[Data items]
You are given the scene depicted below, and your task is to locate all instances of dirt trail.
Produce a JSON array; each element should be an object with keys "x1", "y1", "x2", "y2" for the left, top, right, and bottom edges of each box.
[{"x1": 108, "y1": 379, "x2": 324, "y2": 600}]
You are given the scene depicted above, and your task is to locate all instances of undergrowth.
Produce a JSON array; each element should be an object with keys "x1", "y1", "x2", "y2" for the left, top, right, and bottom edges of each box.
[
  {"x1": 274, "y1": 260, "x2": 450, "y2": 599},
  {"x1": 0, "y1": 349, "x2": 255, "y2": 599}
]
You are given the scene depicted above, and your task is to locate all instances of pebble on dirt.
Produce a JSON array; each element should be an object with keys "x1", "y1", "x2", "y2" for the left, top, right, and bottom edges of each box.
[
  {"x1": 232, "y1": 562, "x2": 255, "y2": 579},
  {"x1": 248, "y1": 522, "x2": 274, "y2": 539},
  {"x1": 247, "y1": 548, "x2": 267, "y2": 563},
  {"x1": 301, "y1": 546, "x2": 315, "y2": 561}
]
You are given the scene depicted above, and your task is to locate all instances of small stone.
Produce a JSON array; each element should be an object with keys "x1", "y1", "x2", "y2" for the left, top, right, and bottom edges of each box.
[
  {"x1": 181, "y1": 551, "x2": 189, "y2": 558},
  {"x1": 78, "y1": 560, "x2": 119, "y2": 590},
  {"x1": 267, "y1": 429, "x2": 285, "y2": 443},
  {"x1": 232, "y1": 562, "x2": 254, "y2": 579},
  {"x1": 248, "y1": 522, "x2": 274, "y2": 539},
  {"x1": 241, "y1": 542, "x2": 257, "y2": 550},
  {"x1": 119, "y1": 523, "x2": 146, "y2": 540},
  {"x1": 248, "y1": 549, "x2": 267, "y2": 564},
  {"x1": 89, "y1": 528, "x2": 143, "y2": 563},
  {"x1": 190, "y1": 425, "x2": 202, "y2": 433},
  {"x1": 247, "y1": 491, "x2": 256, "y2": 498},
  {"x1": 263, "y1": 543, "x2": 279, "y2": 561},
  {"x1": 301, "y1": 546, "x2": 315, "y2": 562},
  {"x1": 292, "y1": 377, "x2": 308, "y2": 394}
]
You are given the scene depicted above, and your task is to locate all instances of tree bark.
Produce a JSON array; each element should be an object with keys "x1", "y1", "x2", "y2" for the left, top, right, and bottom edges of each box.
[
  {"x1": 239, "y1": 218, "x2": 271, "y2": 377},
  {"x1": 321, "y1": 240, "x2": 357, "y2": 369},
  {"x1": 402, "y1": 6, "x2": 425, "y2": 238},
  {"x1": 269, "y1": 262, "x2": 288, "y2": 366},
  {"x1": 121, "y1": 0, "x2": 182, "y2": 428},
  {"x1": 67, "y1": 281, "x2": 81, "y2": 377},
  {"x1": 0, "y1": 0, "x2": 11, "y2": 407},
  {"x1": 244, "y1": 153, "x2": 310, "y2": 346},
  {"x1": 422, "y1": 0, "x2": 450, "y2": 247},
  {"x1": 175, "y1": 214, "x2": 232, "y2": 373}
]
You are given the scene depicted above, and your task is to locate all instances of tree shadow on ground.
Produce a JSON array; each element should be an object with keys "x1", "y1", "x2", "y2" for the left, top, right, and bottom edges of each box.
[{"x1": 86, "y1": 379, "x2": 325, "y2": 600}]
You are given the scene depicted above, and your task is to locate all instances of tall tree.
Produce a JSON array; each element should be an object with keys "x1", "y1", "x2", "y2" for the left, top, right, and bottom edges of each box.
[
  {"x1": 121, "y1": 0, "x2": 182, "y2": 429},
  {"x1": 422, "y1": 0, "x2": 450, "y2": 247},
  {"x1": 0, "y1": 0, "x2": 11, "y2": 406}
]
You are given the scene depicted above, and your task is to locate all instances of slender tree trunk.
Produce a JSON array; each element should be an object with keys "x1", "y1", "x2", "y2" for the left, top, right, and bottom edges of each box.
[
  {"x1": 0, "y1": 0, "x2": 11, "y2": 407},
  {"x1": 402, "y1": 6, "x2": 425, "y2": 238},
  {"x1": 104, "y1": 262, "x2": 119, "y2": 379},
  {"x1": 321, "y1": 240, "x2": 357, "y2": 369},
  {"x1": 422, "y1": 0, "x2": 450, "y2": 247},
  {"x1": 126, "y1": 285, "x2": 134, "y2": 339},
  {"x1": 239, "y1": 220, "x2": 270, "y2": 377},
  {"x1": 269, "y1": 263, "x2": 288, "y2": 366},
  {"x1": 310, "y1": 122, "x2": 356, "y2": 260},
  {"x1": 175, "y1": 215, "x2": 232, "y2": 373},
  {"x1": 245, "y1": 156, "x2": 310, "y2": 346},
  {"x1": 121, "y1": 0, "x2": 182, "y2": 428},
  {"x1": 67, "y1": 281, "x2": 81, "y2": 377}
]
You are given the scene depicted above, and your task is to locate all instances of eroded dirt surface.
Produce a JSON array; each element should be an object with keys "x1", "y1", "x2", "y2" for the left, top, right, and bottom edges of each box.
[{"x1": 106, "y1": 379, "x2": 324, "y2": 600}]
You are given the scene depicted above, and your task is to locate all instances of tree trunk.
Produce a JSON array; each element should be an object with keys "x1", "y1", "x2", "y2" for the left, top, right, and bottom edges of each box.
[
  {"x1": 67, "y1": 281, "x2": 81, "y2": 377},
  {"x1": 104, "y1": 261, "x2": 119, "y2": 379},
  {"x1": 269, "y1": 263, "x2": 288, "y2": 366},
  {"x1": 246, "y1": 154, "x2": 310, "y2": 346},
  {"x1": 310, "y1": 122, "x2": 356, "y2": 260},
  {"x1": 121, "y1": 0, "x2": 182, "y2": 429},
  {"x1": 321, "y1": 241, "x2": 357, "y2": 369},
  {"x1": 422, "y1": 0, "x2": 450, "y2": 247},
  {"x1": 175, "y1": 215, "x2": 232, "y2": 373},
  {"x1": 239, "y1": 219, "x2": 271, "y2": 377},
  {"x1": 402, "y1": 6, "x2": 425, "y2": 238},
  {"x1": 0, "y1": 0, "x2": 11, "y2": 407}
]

■ **Required action**: Given the data above, which lines hold the string "scene"? Return them.

■ **The answer**:
You are given the scene depicted below, and your task is to locate all instances of dirt trail.
You are given the scene depicted above, and your task is to locate all instances of undergrowth.
You are given the scene depicted above, and your task is to locate all instances of pebble on dirt.
You are given the scene depicted above, and your task is to locate all instances of small stone.
You are given the scene depicted above, and your task is to locate all instances of tree bark.
You are given the scene depicted above, and your task is to locate all instances of tree shadow on ground.
You are given the scene depicted above, and your task is to locate all instances of tall tree.
You are given the scene depicted above, and your task is to locate all instances of slender tree trunk.
You are given the scene depicted above, and your task is to locate all instances of eroded dirt surface.
You are given the scene depicted above, and your task is to locate all instances of tree trunk.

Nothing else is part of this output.